Turn every line in the rows below into a numbered list, one line per item, and leave out any blank lines.

(Data rows)

··········

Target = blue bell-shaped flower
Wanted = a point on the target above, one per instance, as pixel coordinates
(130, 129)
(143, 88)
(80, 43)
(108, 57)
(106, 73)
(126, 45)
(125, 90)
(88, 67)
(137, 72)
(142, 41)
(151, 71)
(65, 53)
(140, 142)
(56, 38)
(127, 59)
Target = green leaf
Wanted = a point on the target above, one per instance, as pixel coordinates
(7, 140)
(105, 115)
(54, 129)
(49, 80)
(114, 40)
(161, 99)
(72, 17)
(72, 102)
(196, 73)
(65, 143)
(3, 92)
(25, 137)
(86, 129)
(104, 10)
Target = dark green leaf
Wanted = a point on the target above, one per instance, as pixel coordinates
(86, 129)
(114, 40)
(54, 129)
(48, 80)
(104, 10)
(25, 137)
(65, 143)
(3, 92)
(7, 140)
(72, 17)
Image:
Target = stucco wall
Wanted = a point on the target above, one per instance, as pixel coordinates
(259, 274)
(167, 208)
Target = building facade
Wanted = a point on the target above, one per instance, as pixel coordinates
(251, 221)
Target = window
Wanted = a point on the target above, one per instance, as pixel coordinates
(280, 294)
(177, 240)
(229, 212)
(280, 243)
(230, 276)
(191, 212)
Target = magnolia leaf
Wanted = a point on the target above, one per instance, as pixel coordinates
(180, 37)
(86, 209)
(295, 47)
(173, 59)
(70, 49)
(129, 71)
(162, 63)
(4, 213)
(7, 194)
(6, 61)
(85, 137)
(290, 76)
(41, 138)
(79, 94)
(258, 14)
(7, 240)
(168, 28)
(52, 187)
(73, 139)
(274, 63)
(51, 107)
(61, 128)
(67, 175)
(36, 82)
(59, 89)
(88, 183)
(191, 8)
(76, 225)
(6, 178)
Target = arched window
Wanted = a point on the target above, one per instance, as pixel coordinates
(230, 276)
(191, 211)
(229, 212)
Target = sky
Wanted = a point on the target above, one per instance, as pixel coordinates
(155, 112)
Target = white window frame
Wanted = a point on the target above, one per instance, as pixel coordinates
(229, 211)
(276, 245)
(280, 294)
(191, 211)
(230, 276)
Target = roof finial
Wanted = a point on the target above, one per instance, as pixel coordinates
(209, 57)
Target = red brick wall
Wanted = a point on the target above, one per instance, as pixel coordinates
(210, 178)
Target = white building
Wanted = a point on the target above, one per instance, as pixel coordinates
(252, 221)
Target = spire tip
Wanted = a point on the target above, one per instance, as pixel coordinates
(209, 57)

··········

▶ Worked answer:
1. Target = blue bell-shaped flower
2. Wanted = a point on the target above, one per instance, as pixel coordinates
3. (130, 129)
4. (143, 88)
5. (80, 43)
6. (108, 57)
7. (106, 73)
8. (126, 45)
9. (125, 90)
10. (88, 67)
11. (137, 72)
12. (142, 41)
13. (151, 71)
14. (65, 53)
15. (140, 142)
16. (56, 38)
17. (127, 59)
18. Target = green leaf
19. Wanted = a point on the target above, one per instance, as pixel coordinates
20. (7, 140)
21. (105, 115)
22. (54, 129)
23. (49, 80)
24. (114, 40)
25. (161, 99)
26. (72, 17)
27. (72, 102)
28. (196, 73)
29. (65, 143)
30. (3, 92)
31. (25, 137)
32. (86, 129)
33. (104, 10)
34. Target = dark green leaf
35. Wanted = a point on the target above, one per instance, as pixel coordinates
36. (86, 129)
37. (114, 40)
38. (54, 129)
39. (48, 80)
40. (104, 10)
41. (25, 137)
42. (65, 143)
43. (3, 92)
44. (7, 140)
45. (72, 17)
46. Image:
47. Target = stucco wall
48. Wanted = a point on the target above, one per instance, as pixel coordinates
49. (259, 274)
50. (167, 208)
51. Target = building facade
52. Wanted = a point on the target above, one per instance, as pixel coordinates
53. (251, 221)
54. Target = window
55. Wanted = a point on the target above, one per instance, as pixel coordinates
56. (280, 294)
57. (177, 240)
58. (229, 212)
59. (280, 243)
60. (230, 276)
61. (191, 212)
62. Target = magnolia leaf
63. Wanted = a point on the target above, one per instance, as pixel coordinates
64. (180, 37)
65. (86, 209)
66. (295, 47)
67. (173, 59)
68. (70, 49)
69. (129, 71)
70. (162, 63)
71. (4, 213)
72. (7, 194)
73. (6, 61)
74. (85, 137)
75. (290, 76)
76. (41, 138)
77. (79, 94)
78. (258, 14)
79. (7, 240)
80. (168, 28)
81. (52, 187)
82. (73, 139)
83. (274, 63)
84. (51, 107)
85. (61, 128)
86. (67, 175)
87. (36, 82)
88. (59, 89)
89. (88, 183)
90. (191, 8)
91. (76, 225)
92. (6, 178)
93. Target = arched window
94. Wanted = a point on the target above, one per instance, as pixel coordinates
95. (230, 276)
96. (191, 211)
97. (229, 212)
98. Target = sky
99. Wanted = a point on the target above, one per instance, as pixel coordinates
100. (155, 112)
101. Target = white window frame
102. Wanted = a point on the target above, one per instance, as pixel coordinates
103. (229, 211)
104. (276, 245)
105. (280, 294)
106. (191, 211)
107. (230, 276)
108. Target = roof finial
109. Wanted = a point on the target above, one per instance, as pixel coordinates
110. (209, 57)
111. Target = red brick wall
112. Wanted = a point on the target above, one per instance, as pixel coordinates
113. (210, 178)
114. Target = white building
115. Wanted = a point on the target above, one per instance, as pixel coordinates
116. (252, 221)
117. Target = spire tip
118. Wanted = a point on the target above, one per instance, as pixel coordinates
119. (209, 57)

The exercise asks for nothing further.